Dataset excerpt
----
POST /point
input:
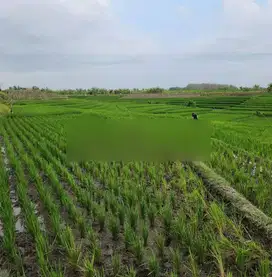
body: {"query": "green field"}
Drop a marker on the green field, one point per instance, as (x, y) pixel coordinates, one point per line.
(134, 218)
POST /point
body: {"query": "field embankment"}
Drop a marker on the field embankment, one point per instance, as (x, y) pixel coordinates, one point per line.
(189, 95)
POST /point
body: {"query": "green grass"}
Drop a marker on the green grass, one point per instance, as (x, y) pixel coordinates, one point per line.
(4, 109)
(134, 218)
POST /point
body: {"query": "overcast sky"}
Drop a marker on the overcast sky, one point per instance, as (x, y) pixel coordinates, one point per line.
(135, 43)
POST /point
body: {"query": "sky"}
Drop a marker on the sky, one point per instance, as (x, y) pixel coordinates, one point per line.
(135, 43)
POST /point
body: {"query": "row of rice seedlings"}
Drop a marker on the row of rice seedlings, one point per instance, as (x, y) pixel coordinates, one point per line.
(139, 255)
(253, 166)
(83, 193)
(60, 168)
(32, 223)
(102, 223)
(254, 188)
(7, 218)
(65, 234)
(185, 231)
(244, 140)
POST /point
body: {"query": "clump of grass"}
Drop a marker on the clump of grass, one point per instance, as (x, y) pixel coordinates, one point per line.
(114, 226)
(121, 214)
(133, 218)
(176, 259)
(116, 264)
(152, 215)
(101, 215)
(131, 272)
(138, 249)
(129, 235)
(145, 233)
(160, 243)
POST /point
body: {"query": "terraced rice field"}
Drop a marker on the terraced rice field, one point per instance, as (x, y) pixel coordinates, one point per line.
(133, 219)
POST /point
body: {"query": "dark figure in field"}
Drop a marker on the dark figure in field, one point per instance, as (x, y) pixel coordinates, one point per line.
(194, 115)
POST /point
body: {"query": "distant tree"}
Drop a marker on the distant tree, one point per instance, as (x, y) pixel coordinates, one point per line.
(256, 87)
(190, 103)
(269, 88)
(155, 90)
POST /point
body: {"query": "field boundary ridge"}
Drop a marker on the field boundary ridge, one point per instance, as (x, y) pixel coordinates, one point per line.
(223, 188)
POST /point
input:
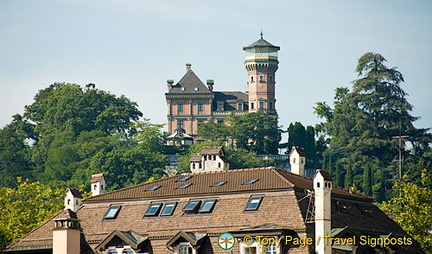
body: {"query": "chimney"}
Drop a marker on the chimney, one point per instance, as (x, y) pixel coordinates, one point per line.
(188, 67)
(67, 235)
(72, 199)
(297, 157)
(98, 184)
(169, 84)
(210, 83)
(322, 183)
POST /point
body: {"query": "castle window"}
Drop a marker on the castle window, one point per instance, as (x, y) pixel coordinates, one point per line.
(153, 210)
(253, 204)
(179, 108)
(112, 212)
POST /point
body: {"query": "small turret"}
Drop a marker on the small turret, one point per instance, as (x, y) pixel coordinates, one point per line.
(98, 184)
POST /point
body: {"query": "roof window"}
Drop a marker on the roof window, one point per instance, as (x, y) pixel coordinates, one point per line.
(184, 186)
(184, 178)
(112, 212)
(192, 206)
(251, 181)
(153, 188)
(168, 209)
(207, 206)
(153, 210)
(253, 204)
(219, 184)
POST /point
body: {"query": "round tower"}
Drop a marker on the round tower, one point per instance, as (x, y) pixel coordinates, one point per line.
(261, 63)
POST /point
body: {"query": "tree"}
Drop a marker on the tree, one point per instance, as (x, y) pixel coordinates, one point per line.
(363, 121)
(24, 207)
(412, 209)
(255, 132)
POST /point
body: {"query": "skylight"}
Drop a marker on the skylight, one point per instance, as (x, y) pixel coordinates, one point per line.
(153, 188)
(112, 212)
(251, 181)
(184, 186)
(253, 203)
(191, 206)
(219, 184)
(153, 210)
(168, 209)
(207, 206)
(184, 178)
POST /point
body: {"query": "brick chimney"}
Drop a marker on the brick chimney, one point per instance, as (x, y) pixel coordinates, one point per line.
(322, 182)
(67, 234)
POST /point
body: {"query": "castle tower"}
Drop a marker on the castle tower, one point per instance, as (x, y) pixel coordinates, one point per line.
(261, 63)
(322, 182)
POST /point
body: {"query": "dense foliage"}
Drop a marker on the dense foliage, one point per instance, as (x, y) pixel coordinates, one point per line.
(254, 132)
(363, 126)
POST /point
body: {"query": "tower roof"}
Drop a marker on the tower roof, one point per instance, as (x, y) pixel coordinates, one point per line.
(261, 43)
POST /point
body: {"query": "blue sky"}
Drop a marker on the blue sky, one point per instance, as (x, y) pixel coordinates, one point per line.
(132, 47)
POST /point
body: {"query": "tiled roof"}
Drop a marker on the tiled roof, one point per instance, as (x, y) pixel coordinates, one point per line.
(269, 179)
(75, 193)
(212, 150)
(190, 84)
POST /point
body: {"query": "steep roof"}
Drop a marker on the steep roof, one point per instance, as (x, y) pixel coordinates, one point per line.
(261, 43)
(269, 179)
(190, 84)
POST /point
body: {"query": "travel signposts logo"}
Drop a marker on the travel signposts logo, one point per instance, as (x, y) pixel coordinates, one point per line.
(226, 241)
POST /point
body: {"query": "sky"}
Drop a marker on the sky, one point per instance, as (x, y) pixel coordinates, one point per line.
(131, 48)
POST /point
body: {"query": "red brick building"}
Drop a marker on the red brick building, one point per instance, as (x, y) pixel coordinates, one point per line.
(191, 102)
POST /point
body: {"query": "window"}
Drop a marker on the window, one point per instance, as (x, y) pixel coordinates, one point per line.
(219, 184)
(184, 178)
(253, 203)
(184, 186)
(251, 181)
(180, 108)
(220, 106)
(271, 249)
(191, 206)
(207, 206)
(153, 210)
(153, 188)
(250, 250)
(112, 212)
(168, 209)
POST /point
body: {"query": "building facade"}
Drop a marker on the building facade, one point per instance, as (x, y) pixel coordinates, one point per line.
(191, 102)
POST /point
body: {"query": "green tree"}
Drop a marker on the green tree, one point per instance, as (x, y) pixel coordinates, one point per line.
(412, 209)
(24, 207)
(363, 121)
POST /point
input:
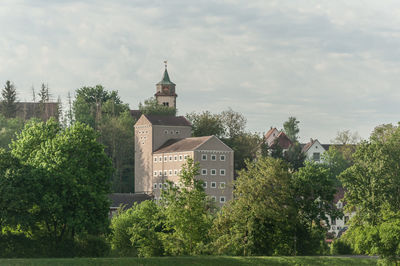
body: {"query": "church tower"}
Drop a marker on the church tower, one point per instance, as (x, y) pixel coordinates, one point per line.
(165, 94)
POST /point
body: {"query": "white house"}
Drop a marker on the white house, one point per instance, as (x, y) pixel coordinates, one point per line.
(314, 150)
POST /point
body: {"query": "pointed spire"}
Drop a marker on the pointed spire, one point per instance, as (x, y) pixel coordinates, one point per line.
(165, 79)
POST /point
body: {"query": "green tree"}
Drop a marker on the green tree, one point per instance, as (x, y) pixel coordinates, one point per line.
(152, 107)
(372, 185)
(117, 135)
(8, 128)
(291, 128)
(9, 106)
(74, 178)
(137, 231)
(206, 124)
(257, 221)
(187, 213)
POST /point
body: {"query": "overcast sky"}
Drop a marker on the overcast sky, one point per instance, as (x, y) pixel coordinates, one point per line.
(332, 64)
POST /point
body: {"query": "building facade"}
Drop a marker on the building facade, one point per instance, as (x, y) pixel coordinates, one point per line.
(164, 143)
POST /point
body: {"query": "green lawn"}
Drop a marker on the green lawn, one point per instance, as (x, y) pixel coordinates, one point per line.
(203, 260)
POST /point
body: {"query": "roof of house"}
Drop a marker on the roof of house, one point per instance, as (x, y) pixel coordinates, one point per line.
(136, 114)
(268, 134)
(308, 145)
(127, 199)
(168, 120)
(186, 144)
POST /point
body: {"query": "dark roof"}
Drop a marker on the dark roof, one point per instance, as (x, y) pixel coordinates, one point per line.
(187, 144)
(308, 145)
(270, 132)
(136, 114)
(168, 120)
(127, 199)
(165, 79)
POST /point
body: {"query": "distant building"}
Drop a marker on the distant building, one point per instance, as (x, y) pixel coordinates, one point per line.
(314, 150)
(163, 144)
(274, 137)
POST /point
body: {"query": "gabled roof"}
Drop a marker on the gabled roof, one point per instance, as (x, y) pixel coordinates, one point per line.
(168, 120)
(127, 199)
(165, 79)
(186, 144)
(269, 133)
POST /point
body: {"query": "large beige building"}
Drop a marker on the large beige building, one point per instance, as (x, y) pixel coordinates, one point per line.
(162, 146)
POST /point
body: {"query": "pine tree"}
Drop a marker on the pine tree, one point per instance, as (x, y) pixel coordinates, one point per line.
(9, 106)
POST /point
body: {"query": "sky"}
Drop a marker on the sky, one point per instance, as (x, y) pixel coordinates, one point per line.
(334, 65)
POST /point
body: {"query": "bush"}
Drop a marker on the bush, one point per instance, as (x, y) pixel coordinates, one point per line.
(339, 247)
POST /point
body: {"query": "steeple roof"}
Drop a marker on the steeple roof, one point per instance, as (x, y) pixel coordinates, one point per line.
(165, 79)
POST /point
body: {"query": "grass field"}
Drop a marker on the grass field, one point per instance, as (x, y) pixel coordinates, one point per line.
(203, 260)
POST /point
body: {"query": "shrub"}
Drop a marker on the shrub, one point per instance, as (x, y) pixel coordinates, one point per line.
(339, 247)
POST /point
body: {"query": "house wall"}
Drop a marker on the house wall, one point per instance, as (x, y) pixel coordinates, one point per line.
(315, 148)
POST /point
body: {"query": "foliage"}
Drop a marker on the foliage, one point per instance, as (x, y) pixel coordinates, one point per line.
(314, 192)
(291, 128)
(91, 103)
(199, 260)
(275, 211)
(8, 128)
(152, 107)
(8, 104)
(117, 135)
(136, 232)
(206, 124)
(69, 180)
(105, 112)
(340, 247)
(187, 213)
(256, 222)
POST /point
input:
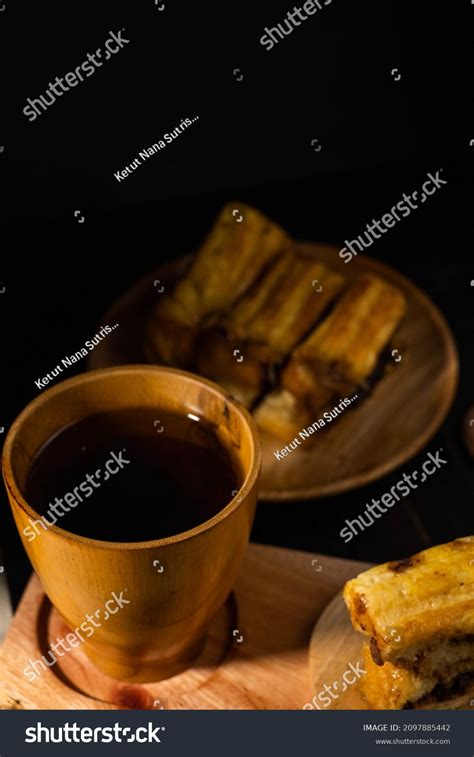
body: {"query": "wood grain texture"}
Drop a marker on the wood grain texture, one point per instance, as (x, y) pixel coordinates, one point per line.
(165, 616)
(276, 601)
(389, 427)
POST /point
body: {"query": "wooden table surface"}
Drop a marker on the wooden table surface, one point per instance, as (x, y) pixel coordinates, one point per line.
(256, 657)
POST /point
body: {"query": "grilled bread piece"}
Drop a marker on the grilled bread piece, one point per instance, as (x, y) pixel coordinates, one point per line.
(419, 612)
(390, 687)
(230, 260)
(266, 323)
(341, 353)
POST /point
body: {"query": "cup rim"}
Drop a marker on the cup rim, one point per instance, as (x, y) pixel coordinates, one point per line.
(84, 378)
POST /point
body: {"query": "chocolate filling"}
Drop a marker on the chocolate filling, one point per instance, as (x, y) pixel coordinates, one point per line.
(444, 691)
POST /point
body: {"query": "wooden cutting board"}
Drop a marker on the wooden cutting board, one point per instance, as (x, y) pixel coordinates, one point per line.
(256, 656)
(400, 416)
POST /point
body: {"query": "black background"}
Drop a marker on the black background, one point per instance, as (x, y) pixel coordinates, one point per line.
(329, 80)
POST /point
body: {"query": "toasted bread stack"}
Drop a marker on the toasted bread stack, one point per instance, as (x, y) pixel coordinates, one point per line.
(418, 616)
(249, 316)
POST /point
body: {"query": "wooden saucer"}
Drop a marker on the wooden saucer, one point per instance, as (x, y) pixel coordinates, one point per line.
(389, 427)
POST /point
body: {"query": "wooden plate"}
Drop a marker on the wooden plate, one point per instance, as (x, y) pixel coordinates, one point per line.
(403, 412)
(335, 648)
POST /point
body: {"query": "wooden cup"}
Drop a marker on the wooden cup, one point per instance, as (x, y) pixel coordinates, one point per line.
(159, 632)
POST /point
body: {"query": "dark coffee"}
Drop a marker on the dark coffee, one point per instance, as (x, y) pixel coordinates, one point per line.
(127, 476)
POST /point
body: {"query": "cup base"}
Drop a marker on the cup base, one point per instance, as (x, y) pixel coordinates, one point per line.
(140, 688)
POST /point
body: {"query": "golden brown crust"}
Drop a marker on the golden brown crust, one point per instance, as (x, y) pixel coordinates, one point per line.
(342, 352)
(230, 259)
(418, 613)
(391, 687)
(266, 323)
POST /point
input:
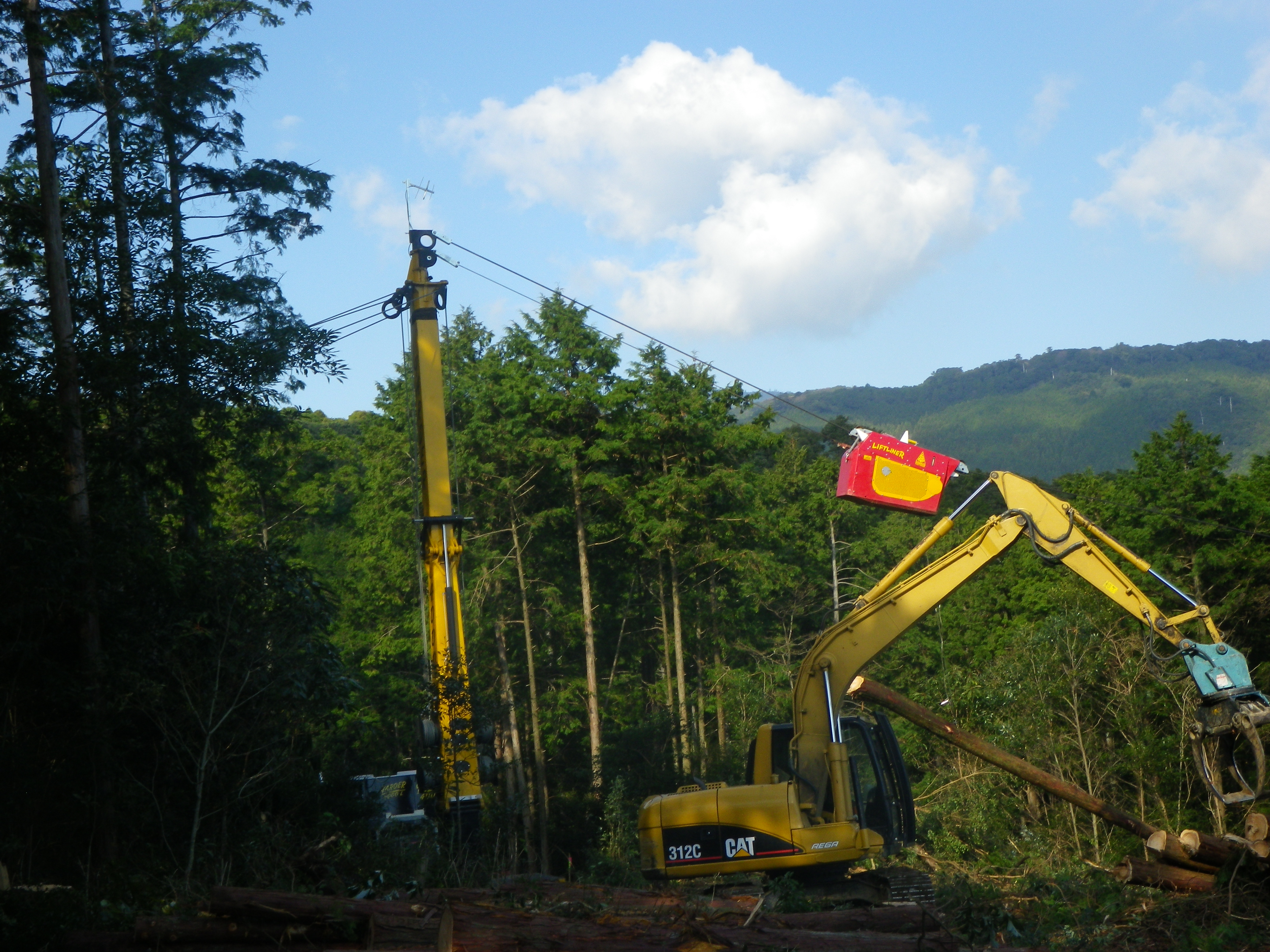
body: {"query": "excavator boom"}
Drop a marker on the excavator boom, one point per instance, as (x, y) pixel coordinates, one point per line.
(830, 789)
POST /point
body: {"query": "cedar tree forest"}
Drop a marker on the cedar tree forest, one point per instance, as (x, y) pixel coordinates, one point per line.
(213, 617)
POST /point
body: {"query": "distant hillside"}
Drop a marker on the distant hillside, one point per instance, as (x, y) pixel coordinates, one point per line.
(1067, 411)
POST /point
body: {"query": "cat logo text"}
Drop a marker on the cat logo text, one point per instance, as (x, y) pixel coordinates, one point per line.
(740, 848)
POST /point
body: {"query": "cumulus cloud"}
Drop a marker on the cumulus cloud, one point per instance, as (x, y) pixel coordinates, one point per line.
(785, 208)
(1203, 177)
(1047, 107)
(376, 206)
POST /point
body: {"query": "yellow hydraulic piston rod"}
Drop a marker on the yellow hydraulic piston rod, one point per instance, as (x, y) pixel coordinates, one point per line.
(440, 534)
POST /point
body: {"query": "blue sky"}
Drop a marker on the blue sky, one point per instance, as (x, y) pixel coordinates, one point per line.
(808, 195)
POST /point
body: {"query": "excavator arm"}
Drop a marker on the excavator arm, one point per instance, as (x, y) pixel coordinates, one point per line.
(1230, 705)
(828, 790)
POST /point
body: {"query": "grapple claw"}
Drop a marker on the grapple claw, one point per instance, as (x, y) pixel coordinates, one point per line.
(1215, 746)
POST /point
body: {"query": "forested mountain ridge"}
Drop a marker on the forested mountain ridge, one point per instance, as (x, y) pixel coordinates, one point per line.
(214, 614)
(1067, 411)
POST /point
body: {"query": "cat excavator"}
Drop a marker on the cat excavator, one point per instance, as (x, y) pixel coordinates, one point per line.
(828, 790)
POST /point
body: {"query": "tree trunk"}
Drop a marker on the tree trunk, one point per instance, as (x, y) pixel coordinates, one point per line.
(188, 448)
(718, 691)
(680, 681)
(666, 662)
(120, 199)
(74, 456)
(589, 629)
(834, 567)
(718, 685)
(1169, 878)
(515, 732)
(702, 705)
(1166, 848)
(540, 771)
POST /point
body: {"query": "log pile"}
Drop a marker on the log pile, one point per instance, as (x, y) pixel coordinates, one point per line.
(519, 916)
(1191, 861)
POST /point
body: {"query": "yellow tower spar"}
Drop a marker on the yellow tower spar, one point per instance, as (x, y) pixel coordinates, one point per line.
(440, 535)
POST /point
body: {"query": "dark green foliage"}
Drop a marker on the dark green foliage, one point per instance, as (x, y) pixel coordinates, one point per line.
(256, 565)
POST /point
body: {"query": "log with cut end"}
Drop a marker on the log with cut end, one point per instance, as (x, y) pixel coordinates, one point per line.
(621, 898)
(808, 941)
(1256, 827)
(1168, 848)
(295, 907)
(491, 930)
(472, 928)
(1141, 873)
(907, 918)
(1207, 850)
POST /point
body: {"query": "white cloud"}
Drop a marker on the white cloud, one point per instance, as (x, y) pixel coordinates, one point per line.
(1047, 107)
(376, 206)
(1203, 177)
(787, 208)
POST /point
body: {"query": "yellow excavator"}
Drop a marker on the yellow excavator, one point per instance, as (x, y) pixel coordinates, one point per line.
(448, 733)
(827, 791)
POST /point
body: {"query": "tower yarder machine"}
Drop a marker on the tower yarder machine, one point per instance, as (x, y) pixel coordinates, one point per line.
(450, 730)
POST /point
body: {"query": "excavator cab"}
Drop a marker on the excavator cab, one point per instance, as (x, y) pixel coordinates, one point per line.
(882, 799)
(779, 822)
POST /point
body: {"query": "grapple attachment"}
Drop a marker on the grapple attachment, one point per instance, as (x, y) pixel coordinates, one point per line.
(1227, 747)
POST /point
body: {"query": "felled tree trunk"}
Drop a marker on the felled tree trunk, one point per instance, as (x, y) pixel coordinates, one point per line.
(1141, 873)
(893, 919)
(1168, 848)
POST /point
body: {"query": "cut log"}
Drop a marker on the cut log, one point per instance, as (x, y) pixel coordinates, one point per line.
----
Requirements:
Return every line of the records that contains the string "small".

The result:
body: {"query": "small turret"}
Drop a marker on the small turret, one point per instance, as (x, y) pixel coordinates, one point per line.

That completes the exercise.